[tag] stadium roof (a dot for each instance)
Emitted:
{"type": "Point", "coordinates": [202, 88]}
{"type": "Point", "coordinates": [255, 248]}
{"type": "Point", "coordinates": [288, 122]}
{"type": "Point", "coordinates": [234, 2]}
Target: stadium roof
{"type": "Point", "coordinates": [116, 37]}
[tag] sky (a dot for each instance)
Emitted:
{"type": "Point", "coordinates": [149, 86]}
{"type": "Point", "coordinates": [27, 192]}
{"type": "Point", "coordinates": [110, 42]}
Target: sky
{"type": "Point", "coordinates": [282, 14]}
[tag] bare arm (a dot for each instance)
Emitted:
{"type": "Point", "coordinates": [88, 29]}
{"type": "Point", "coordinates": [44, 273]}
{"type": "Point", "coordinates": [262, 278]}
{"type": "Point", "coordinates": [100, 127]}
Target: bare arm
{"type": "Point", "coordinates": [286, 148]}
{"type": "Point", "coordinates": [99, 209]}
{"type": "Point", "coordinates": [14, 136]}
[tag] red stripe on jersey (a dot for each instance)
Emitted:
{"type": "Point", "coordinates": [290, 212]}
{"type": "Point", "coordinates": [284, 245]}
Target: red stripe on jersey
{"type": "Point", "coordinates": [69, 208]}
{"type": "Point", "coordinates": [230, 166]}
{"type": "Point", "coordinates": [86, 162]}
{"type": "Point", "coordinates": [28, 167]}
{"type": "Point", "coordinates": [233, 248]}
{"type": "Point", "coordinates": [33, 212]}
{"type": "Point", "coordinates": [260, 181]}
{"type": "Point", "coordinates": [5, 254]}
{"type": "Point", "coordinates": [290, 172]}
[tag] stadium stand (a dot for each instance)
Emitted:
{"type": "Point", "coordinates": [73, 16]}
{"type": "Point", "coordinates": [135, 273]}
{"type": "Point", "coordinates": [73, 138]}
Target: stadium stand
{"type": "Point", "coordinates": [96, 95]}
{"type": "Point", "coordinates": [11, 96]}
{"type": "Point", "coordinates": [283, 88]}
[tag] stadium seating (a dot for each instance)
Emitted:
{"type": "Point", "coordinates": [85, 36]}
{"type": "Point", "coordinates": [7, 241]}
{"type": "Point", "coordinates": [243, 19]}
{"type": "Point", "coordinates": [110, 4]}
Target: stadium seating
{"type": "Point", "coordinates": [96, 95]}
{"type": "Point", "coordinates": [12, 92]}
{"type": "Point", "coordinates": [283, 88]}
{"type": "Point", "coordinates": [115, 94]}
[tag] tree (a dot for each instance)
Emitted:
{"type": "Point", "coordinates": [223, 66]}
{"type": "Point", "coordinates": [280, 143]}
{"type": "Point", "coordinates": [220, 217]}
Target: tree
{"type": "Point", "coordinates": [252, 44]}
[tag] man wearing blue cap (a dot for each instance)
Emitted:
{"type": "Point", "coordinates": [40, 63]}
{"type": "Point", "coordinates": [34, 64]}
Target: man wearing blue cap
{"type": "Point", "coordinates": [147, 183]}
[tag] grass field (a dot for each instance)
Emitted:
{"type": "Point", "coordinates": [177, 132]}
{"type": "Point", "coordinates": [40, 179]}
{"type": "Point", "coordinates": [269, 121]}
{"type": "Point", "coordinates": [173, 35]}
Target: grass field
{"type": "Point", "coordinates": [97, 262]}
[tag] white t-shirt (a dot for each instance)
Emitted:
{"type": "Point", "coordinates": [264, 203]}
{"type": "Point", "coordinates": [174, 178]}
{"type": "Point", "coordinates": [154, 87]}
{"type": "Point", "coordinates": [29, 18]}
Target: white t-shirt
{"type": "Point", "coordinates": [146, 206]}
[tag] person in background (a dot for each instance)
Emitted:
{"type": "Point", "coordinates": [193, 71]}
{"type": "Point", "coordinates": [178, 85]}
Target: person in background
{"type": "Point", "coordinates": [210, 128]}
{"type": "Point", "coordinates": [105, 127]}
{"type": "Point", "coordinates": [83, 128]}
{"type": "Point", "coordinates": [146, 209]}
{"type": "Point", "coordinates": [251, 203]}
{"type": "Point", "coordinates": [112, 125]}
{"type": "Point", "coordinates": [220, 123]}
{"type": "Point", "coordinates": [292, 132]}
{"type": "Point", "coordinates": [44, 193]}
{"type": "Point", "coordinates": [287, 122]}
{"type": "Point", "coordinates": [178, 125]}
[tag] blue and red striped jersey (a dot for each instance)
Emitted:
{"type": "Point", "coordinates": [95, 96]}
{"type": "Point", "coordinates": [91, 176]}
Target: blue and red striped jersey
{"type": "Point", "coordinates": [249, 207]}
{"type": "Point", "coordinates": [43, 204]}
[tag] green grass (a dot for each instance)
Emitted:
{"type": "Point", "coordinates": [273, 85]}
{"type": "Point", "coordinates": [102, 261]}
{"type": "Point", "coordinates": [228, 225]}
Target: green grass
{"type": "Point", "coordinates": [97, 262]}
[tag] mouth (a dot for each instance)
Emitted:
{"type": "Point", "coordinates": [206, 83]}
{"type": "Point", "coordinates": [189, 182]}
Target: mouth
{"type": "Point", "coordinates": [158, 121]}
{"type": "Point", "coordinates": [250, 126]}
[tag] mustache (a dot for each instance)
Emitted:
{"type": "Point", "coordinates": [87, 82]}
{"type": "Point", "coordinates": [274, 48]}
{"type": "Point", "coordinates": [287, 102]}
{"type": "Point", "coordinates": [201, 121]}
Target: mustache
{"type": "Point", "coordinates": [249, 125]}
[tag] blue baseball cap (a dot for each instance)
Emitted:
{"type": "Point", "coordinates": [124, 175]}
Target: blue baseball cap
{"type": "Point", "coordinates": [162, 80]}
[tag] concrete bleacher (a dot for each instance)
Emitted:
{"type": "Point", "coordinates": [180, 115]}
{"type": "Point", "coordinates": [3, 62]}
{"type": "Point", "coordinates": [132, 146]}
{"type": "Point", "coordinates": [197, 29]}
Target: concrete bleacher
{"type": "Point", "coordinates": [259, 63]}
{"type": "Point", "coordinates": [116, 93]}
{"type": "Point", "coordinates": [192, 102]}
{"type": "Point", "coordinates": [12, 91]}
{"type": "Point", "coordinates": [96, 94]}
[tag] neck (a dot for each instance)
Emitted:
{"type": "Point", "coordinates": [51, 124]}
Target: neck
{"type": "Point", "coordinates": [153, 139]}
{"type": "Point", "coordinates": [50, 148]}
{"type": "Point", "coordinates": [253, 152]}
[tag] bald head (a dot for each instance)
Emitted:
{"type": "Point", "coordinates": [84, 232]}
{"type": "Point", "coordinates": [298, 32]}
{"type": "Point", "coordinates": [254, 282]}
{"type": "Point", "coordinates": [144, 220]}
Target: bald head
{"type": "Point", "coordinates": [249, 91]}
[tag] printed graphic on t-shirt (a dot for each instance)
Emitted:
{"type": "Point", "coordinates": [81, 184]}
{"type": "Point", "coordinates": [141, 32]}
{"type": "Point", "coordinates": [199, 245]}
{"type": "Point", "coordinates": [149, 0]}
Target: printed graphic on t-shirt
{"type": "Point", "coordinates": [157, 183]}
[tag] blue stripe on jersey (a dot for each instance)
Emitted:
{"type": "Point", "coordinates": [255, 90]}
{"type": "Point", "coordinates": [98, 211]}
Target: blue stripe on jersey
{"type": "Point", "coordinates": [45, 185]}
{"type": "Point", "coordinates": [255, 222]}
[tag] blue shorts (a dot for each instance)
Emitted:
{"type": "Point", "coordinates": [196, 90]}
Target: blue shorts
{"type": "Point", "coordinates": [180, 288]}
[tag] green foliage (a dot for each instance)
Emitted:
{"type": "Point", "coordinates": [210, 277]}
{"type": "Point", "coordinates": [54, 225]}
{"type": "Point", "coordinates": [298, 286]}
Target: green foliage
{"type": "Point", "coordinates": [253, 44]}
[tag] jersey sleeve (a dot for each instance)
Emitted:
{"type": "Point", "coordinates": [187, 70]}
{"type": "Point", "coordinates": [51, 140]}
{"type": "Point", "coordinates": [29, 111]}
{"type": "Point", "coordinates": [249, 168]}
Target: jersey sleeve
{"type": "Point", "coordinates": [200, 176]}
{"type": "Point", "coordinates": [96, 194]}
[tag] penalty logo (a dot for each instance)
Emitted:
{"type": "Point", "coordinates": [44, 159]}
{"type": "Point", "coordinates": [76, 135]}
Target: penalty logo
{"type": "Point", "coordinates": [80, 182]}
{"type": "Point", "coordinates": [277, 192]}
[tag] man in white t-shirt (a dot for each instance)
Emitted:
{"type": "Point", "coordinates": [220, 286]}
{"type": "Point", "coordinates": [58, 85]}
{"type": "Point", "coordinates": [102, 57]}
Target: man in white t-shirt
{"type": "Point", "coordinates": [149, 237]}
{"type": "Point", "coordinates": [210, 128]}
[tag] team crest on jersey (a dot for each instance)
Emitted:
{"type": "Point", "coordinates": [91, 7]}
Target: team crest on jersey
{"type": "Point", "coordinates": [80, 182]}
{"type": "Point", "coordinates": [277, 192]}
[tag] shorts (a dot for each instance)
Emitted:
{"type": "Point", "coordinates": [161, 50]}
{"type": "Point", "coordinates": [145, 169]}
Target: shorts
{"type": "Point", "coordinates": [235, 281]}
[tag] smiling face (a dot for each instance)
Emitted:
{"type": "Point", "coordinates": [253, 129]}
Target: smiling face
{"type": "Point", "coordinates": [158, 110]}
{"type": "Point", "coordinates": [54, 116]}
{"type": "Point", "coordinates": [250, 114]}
-------
▶ [WORK TO COMPLETE]: Locate the line with "[tag] blue shorts (a dot for each instance)" in the entries above; extract it and every line after it, verbatim.

▶ [CORRECT OUTPUT]:
[tag] blue shorts (a dot for each instance)
Emitted:
{"type": "Point", "coordinates": [196, 90]}
Target: blue shorts
{"type": "Point", "coordinates": [180, 288]}
[tag] green foliage (a dot for each instance)
Emitted:
{"type": "Point", "coordinates": [210, 277]}
{"type": "Point", "coordinates": [54, 225]}
{"type": "Point", "coordinates": [298, 286]}
Target: green foliage
{"type": "Point", "coordinates": [253, 44]}
[tag] jersey sleeve (a dot for each instance)
Emitted:
{"type": "Point", "coordinates": [187, 70]}
{"type": "Point", "coordinates": [51, 140]}
{"type": "Point", "coordinates": [29, 111]}
{"type": "Point", "coordinates": [249, 168]}
Target: jersey sleeve
{"type": "Point", "coordinates": [200, 176]}
{"type": "Point", "coordinates": [96, 194]}
[tag] penalty logo (a dot for each instance)
Emitted:
{"type": "Point", "coordinates": [44, 159]}
{"type": "Point", "coordinates": [76, 135]}
Target: penalty logo
{"type": "Point", "coordinates": [80, 182]}
{"type": "Point", "coordinates": [277, 192]}
[tag] man in white t-shirt (a dot for each instance)
Emitted:
{"type": "Point", "coordinates": [220, 286]}
{"type": "Point", "coordinates": [58, 85]}
{"type": "Point", "coordinates": [102, 57]}
Target: man in white t-shirt
{"type": "Point", "coordinates": [149, 237]}
{"type": "Point", "coordinates": [210, 128]}
[tag] team crest on jersey (a dot for each instance)
Emitted:
{"type": "Point", "coordinates": [91, 7]}
Target: team crest on jersey
{"type": "Point", "coordinates": [80, 182]}
{"type": "Point", "coordinates": [277, 192]}
[tag] shorts (a dot for each instance)
Emitted:
{"type": "Point", "coordinates": [161, 50]}
{"type": "Point", "coordinates": [145, 169]}
Target: shorts
{"type": "Point", "coordinates": [235, 281]}
[tag] smiling face (a dot for each instance)
Emitted:
{"type": "Point", "coordinates": [253, 129]}
Target: smiling face
{"type": "Point", "coordinates": [158, 110]}
{"type": "Point", "coordinates": [54, 116]}
{"type": "Point", "coordinates": [250, 114]}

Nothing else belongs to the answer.